TRECHO SELECIONADO ->
A última semana da Quaresma é a Semana das Dores, referência forte cultivada pela religiosidade popular às sete dores da discípula exemplar, Maria – Mãe de Jesus, o crucificado-ressuscitado. As sete dores de Maria estão narradas na Palavra de Deus e, pode-se afirmar, são também sofrimentos da humanidade. As dores de Maria apontam, assim, para as chagas da civilização contemporânea. Ao mesmo tempo, oferecem caminho para superá-las. Constituem uma espiritualidade com força de recomposição e cura. Itinerário espiritual para se buscar a força necessária à superação das tristes cenas do cotidiano, especialmente aquelas que apontam para a crescente desconsideração da vida humana. Essa desconsideração exige atitude: buscar a superação de todo tipo de mágoa, mal com força de dominação que pode levar o ser humano a sucumbir-se.
A exemplaridade de Maria está expressa no seu olhar de Mãe e Discípula, como bem retrata a arte iconográfica e escultórica: a dor do sofrimento e o mistério da fé, fazendo brotar uma luz de esperança, nascida da certeza inigualável do que é revelado pelo amor de Deus. É impossível curar as dores humanas sem a referência maior deste amor de Deus. Procurar o amor divino é uma necessidade essencial e encontrá-lo é a fonte inesgotável da força maior que sustenta o ser humano. A primeira espada de dor que aflige Maria, referida pela profecia de Simeão – o homem justo, revela a humanidade ferida pelo pecado, causa de sofrimentos e de desdobramentos que impedem a conquista da fraternidade solidária. A consequência é um mundo de disputas que presidem o viver humano, fazendo prevalecer lógicas egoístas, interesseiras e povoadas de indiferentismos.
A desolação crescente da exclusão social, com diferentes tipos de discriminações, é também evidenciada a partir das vítimas de arbitrariedade dos poderosos, que são obrigadas a deixar suas terras. Uma situação retratada na segunda dor de Maria – a fuga da Sagrada Família para o Egito. Essa dor explicita o descaso daqueles que buscam favorecer poucos, sacrificando muitos que são obrigados a renunciar, forçosamente, às próprias raízes, abandonar seus laços culturais, para defender a própria vida. A segunda dor de Maria aponta para o sofrimento dos migrantes, mas também ensina o que significa ser peregrino – aprender a viver sem apegos a bens. Um remédio para superar o egoísmo que multiplica os pobres da terra.

(Entradas da coleção)
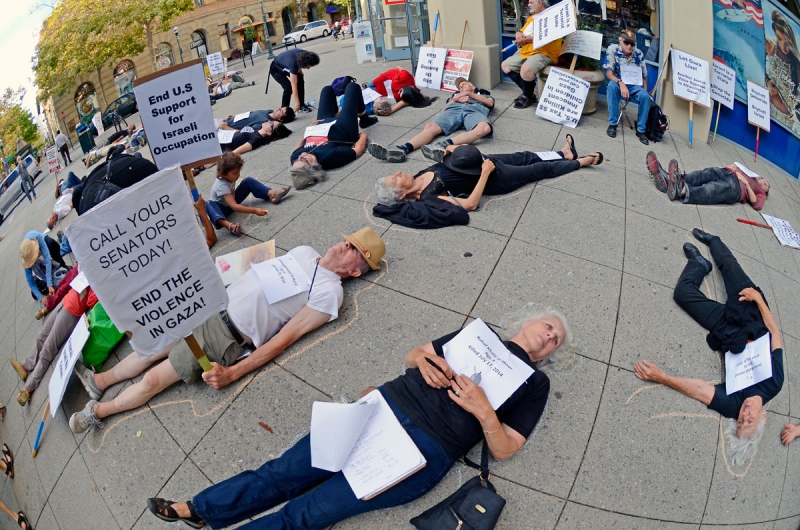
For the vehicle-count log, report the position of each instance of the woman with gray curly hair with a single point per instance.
(743, 318)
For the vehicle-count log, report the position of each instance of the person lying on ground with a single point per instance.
(467, 109)
(464, 175)
(247, 140)
(341, 143)
(250, 322)
(444, 413)
(743, 318)
(227, 197)
(55, 332)
(713, 185)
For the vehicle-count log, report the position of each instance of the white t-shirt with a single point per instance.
(220, 188)
(255, 317)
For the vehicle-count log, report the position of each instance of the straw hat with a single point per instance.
(369, 244)
(28, 252)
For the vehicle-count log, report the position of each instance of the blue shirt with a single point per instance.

EXERCÍCIO PROPOSTO 1 ->
Transcreva fielmente o texto sobre as dores de Maria, desde "A desolação crescente" até "pobres da terra.".
EXERCÍCIO PROPOSTO 2 ->
Com base no texto sobre as dores de Maria, responda:
(a) A quantas dores de Maria faz referência a Semana das Dores?
(b) A profecia de quem menciona a primeira espada de dor que aflige Maria?
(c) Que episódio é retratado na segunda dor de Maria?
EXERCÍCIO PROPOSTO 3 ->
Traduza para o inglês a seguinte frase do texto sobre as dores de Maria: "A segunda dor de Maria aponta para o sofrimento dos migrantes, mas também ensina o que significa ser peregrino – aprender a viver sem apegos a bens."

RESOLUÇÃO DO EXERCÍCIO 1 ->
A desolação crescente da exclusão social, com diferentes tipos de discriminações, é também evidenciada a partir das vítimas de arbitrariedade dos poderosos, que são obrigadas a deixar suas terras. Uma situação retratada na segunda dor de Maria – a fuga da Sagrada Família para o Egito. Essa dor explicita o descaso daqueles que buscam favorecer poucos, sacrificando muitos que são obrigados a renunciar, forçosamente, às próprias raízes, abandonar seus laços culturais, para defender a própria vida. A segunda dor de Maria aponta para o sofrimento dos migrantes, mas também ensina o que significa ser peregrino – aprender a viver sem apegos a bens. Um remédio para superar o egoísmo que multiplica os pobres da terra.

RESOLUÇÃO DO EXERCÍCIO 2 ->
(a) A sete dores.
(b) A profecia de Simeão, o homem justo.
(c) A fuga da Sagrada Família para o Egito.

RESOLUÇÃO DO EXERCÍCIO 3 ->
Mary's second sorrow points to the suffering of migrants, but it also teaches what it means to be a pilgrim – to learn to live without attachment to possessions.